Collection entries
begin

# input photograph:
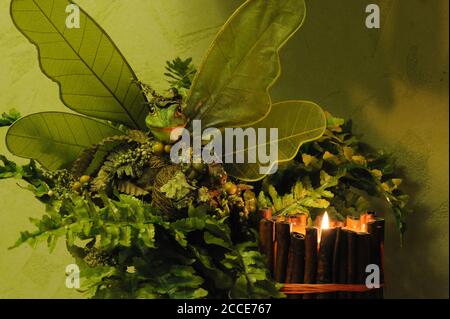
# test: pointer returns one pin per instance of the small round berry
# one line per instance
(158, 148)
(85, 179)
(230, 188)
(76, 186)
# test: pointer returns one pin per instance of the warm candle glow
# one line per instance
(325, 222)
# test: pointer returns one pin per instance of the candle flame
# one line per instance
(325, 221)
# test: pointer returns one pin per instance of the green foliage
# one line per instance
(180, 73)
(351, 171)
(291, 135)
(240, 66)
(8, 118)
(177, 187)
(55, 139)
(303, 197)
(93, 76)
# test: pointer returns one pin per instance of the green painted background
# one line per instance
(393, 82)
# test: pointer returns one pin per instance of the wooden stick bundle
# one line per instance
(334, 269)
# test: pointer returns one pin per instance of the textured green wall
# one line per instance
(392, 82)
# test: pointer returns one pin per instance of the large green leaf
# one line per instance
(55, 139)
(93, 76)
(231, 85)
(298, 122)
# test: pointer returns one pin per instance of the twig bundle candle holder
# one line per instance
(329, 261)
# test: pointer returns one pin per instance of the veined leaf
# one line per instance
(231, 85)
(93, 76)
(55, 139)
(297, 122)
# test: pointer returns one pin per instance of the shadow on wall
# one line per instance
(373, 76)
(335, 53)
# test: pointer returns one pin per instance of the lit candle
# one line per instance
(325, 255)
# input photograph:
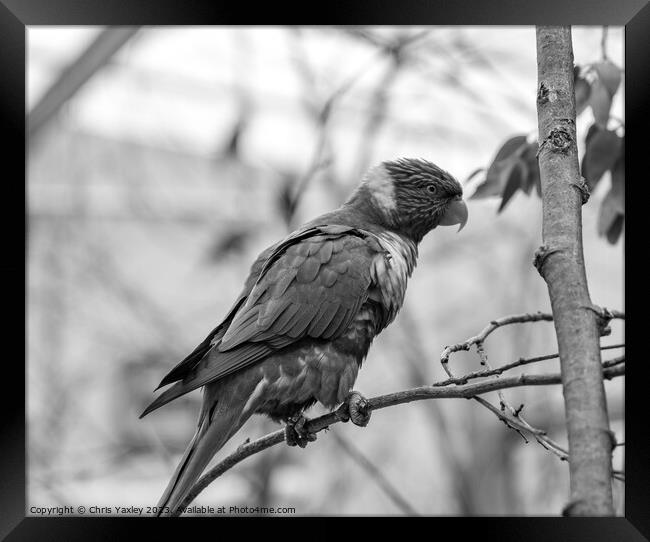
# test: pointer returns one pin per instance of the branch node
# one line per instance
(541, 254)
(583, 188)
(603, 318)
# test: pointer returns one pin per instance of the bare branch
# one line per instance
(560, 261)
(316, 425)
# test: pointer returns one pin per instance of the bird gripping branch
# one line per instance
(310, 308)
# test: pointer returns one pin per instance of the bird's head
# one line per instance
(412, 196)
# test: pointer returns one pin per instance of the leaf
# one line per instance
(582, 90)
(609, 75)
(512, 177)
(616, 229)
(494, 183)
(285, 199)
(600, 101)
(612, 211)
(603, 149)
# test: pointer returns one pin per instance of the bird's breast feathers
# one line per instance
(391, 272)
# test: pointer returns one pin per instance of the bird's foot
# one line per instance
(355, 408)
(295, 432)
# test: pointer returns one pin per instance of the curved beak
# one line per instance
(456, 213)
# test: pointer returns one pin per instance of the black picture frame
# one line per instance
(16, 15)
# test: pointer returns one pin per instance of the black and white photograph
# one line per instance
(325, 270)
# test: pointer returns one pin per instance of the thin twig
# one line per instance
(520, 362)
(515, 420)
(316, 425)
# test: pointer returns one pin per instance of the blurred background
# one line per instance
(162, 160)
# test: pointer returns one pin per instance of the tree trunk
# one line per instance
(560, 261)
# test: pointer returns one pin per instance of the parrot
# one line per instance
(311, 306)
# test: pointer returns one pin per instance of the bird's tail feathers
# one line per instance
(215, 428)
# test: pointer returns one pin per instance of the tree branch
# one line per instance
(323, 422)
(560, 261)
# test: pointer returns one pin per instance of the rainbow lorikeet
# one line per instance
(309, 310)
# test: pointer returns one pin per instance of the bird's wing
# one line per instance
(182, 369)
(311, 285)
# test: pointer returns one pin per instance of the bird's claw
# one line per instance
(355, 408)
(295, 432)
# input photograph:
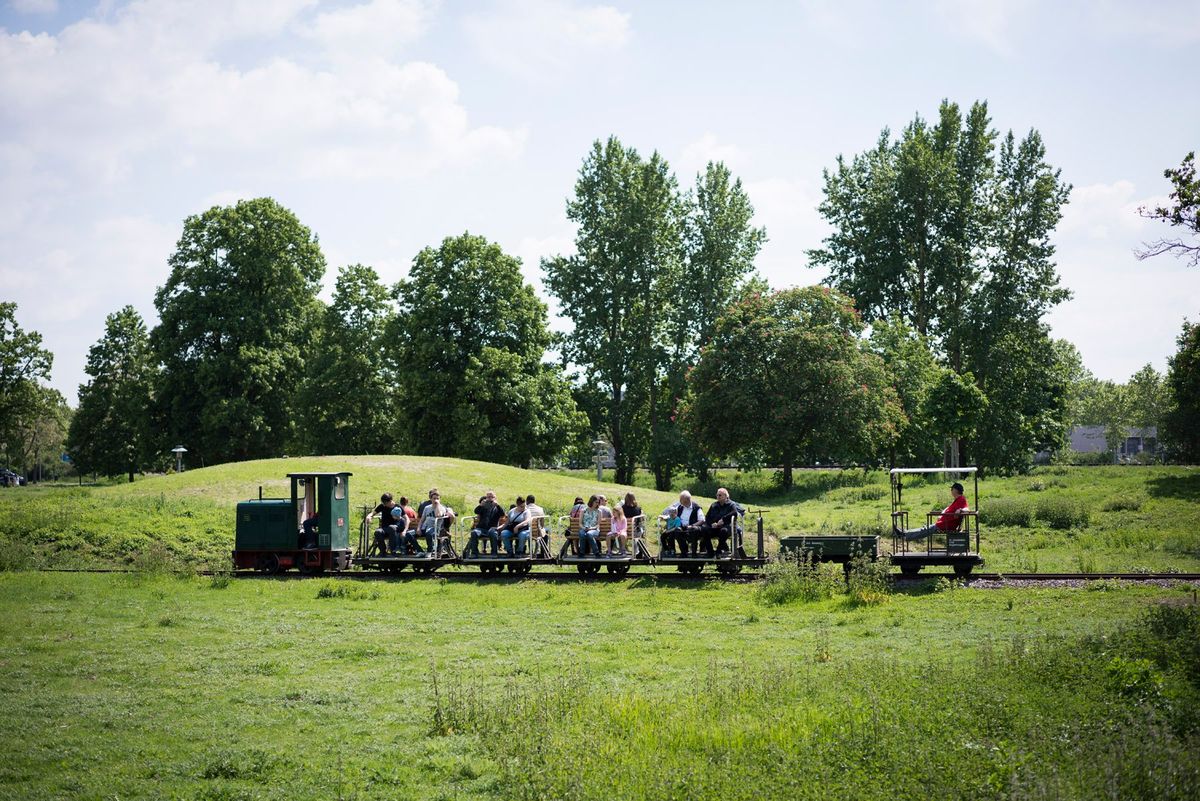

end

> _WRITTEN PROBLEM_:
Can you format all of the data above as a numbered list, skipping blank lines and leaving the pictures out?

> _RESPONSE TO THIS TASK_:
1. # input photograph:
2. # test: pointer returns one pin per instance of the small round berry
3. # one line per instance
4. (158, 148)
5. (85, 179)
6. (230, 188)
7. (76, 186)
8. # test: pointer returns one pin per instance of the warm candle glow
9. # one line per instance
10. (325, 222)
11. # test: pointer returns one pin per instance of the candle flame
12. # one line per instance
13. (325, 221)
14. # test: pointer returns one pin per instance of the green foliage
15. # one line per instance
16. (180, 73)
17. (351, 171)
18. (291, 135)
19. (240, 66)
20. (8, 118)
21. (177, 187)
22. (55, 139)
23. (303, 197)
24. (93, 76)
25. # test: pointer returns one pin per instance of the green painted background
26. # one line per instance
27. (393, 82)
28. # test: pointer returns one pin per instance of the wooden stick bundle
29. # one line per instance
30. (334, 269)
31. # test: pointer returns one pin per instance of the textured green wall
32. # one line per instance
33. (392, 82)
34. # test: pointer returns one pin per instance of the large green leaf
35. # one line per instance
36. (55, 139)
37. (93, 76)
38. (231, 85)
39. (298, 122)
40. # test: pointer returns one pin per instance of the twig bundle candle holder
41. # one line per instance
42. (329, 261)
43. # test: pointer returns one pin per instance of the veined leaf
44. # one line per instance
45. (231, 85)
46. (93, 76)
47. (55, 139)
48. (297, 122)
49. # test: pointer returns one pin per instance of the shadow on wall
50. # one line per instance
51. (373, 76)
52. (335, 53)
53. # test: pointer returns one pin per instance of the lit candle
54. # one line per instance
55. (325, 255)
56. # input photograph:
57. # test: pointer returns one pin per instance of the branch node
58. # one line per instance
59. (541, 254)
60. (583, 188)
61. (603, 318)
62. # test: pointer returns one pin per instance of the bare branch
63. # one line per instance
64. (560, 261)
65. (316, 425)
66. # test: pointer returns one pin per instance of the bird gripping branch
67. # one line per instance
68. (310, 308)
69. # test: pointer returns one pin per instance of the bird's head
70. # one line per instance
71. (412, 196)
72. # test: pointer returns one pin per instance of the leaf
73. # one line per instance
74. (582, 90)
75. (609, 75)
76. (512, 177)
77. (616, 229)
78. (494, 183)
79. (285, 199)
80. (600, 101)
81. (612, 211)
82. (603, 149)
83. # test: pointer returns one pin per instance of the bird's breast feathers
84. # one line per instance
85. (391, 272)
86. # test: pointer returns one pin per instance of the bird's foot
87. # one line per instance
88. (355, 408)
89. (295, 432)
90. # test: pointer returns one pin per instance of the curved beak
91. # one line per instance
92. (456, 213)
93. # test: pointer returns one pin per instance of the black picture frame
94. # one line per instance
95. (16, 15)
96. # test: pointer returns one pin per instance of the black and white photograph
97. # one line per instance
98. (325, 270)
99. # test: pointer returns one pin per instance of the thin twig
100. # one line per instance
101. (520, 362)
102. (515, 420)
103. (316, 425)
104. # test: pointer returns one pin per instance of the blurred background
105. # one line per instance
106. (162, 160)
107. # test: pointer returns one pin per instance of the tree trunk
108. # one line per instance
109. (560, 261)
110. # test: pointer returns one pin per instance of the parrot
111. # one line per instance
112. (311, 306)
113. # test: pointer returns one pin per instance of the bird's tail feathers
114. # one line per instance
115. (215, 428)
116. # test: pointer returns one pin per instance of the tree branch
117. # one line per instance
118. (323, 422)
119. (560, 261)
120. # test: pointer returns one pin per instance of the rainbow lorikeet
121. # one line per instance
122. (309, 310)
123. # test: pointer returns one pin per instance of the bird's wing
124. # one line per instance
125. (182, 369)
126. (311, 285)
127. # test: pointer returns one pin per instance of the bird's claw
128. # one line per instance
129. (355, 408)
130. (295, 432)
131. # input photograph:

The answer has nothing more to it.